Exercise A: In the YamboCalculator source code, which two schedulers are currently implemented for submitting jobs?
Exercise B: Continue the YamboCalculator source code, picking up right after its last line.

Extract:
────────────────────────────────────────

Source code for mppi.Calculators.YamboCalculator

"""
This module manages parallel calculations with Yambo.
Both a scheduler like slurm or the python multiprocessing package can be used.
"""

from .Runner import Runner
import os

[docs]class YamboCalculator(Runner):
    """
    Manage (multiple) Yambo calculations performed in parallel. Computations
    are managed by a scheduler that, in the actual implementation of the class, can
    be `direct` or `slurm`.

    Parameters:
       omp (:py:class:`int`) : value of the OMP_NUM_THREADS variable
       mpi (:py:class:`int`) : number of mpi processes
       mpi_run (:py:class:`string`) : command for the execution of mpirun, e.g. 'mpirun -np' or 'mpiexec -np'
       executable (:py:class:`string`) : set the executable (yambo, ypp, yambo_rt, ...) of the Yambo package
       scheduler (:py:class:`string`) : choose the scheduler used to submit the job, actually the choices implemented are
            'direct' that runs the computation using the python multiprocessing package and 'slurm' that creates a slurm script
       multiTask  (:py:class:`bool`) : if true a single run_script is built and all the computations are performed in parallel,
            otherwise an independent script is built for each elements of inputs and the computations are performed sequentially
       skip (:py:class:`bool`) : if True evaluate if one (or many) computations can be skipped.

────────────────────────────────────────

Data:
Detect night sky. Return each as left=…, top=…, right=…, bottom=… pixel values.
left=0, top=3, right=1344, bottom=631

────────────────────────────────────────

Output A: 'direct', which runs the computation with the python multiprocessing package, and 'slurm', which creates a slurm script.

Output B:
           This is done by checking that the folder where yambo write the results contains at least
           one file 'o-*', for each name in names
       verbose (:py:class:`bool`) : set the amount of information provided on terminal
       IO_time (int) : time step (in second) used by the wait method to check that the job is completed
       kwargs : other parameters that are stored in the _global_options dictionary
       clean_restart (:py:class:`bool`) : if True the delete the folder(s) with the output files and database before
            running the computation

    Example:
     >>> code = YamboCalculator(omp=1,mpi=4,mpi_run='mpirun -np',executable='yambo',skip=True,verbose=True,scheduler='direct')
     >>> code.run(inputs = ..., run_dir = ...,names = ...,jobnames = ...)

     where the arguments of the run method are:

    Args:
        run_dir (:py:class:`string`) : the folder in which the simulation is performed
        inputs (:py:class:`list`) : list with the instances of the :class:`YamboInput` class
            that define the input objects
        names (:py:class:`list`) : list with the names associated to the input files (without extension),
            given in the same order of the inputs list. These strings are used also as the radicals of the
            folders in which results are written as well as a part of the name of the output files.
        jobnames (:py:class:`list`) : list with the values of the jobname. If this variable is not specified
            the value of name is attributed to jobname by process_run.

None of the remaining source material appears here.